## [Selected text]
—————
Making Privacy Great Again (?) – The Blackphone Story – Part 3 – Being Matt Damon

The Awareness lessons Matt Damon Had Taught Me.

By Eh’den Biber

 

(This is part 3 in a series of articles I’m publishing about my investigation into the security of the Silent Circle Blackphone 2. I case you missed them, I invite you to read part 1 and part 2)…

Now that I have received the Blackphone 2 I was facing a dilemma – what would be the best way to investigate it? To answer that, I decided to ask myself what would Matt Demon do if he was me.

To explain what the heck I mean by that, I wish to introduce to you a remarkable educator (and a real Mensch) called Dr. Nancy Carlsson-Paige. She is a professor Emerita at Lesley University where she taught teachers for more than 30 years and was a founder of the University’s Center for Peaceable Schools, but to many she is known because of her son, Matt Damon. A few years ago, I’ve been in contact with Dr. Carlsson-Paige because of my son’s Autism, and I’m extremely full of gratitude for her words and advice. I encourage you to read her book “Taking Back Childhood: A Proven Road Map for Raising Confident, Creative, Compassionate Kids”, it is a masterpiece.

 

Anyway, back to Matt. Four years ago, Dr. Carlsson-Paige gave a TED talk in which she described how many years ago she managed to put her place on fire, and how Matt (who was five years old at the time) run out of the room, and how he run back wearing his red corduroy bathrobe, his black lashes, a fire-fighter hat, a divers mask, and a little rubber tube which he used to play as if he is spraying water on the fire. He was playing.
—————
[A block of data]
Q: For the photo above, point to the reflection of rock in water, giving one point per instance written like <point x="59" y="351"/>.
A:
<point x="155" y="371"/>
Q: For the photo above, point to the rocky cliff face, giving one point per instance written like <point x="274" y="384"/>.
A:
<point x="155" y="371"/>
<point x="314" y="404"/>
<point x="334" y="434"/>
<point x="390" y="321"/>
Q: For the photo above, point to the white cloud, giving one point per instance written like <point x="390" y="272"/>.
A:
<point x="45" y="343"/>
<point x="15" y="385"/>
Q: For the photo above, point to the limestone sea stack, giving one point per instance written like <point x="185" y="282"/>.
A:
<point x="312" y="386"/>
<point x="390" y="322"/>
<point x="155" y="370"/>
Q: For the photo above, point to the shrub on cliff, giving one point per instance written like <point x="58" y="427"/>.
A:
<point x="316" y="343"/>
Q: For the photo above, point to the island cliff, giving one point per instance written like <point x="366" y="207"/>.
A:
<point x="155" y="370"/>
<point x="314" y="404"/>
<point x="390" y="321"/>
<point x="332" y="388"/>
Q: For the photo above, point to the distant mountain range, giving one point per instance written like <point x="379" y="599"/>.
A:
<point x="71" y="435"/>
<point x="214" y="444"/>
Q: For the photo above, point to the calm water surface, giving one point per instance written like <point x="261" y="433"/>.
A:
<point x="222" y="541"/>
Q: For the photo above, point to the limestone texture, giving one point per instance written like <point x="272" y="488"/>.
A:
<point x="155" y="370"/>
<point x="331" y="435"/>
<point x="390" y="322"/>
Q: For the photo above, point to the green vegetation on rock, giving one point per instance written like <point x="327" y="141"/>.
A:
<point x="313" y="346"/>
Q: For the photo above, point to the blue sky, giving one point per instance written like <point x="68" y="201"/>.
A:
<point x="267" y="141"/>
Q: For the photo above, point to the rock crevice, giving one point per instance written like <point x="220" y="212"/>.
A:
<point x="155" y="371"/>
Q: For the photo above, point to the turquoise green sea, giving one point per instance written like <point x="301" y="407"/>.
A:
—————
## [Problem set]
1. According to the article on the Blackphone 2, for how many years did Dr. Nancy Carlsson-Paige teach teachers at Lesley University?
2. Put the lines of the records, starting with the line containing "Q: For the photo above, point to the limestone texture, giving" and continuing through the end of the records, into a JSON list of strings, one string per line, omitting blank lines.

## [Response list]
1. She taught teachers there for more than 30 years.

2.
[
  "Q: For the photo above, point to the limestone texture, giving one point per instance written like <point x=\"272\" y=\"488\"/>.",
  "A:",
  "<point x=\"155\" y=\"370\"/>",
  "<point x=\"331\" y=\"435\"/>",
  "<point x=\"390\" y=\"322\"/>",
  "Q: For the photo above, point to the green vegetation on rock, giving one point per instance written like <point x=\"327\" y=\"141\"/>.",
  "A:",
  "<point x=\"313\" y=\"346\"/>",
  "Q: For the photo above, point to the blue sky, giving one point per instance written like <point x=\"68\" y=\"201\"/>.",
  "A:",
  "<point x=\"267\" y=\"141\"/>",
  "Q: For the photo above, point to the rock crevice, giving one point per instance written like <point x=\"220\" y=\"212\"/>.",
  "A:",
  "<point x=\"155\" y=\"371\"/>",
  "Q: For the photo above, point to the turquoise green sea, giving one point per instance written like <point x=\"301\" y=\"407\"/>.",
  "A:"
]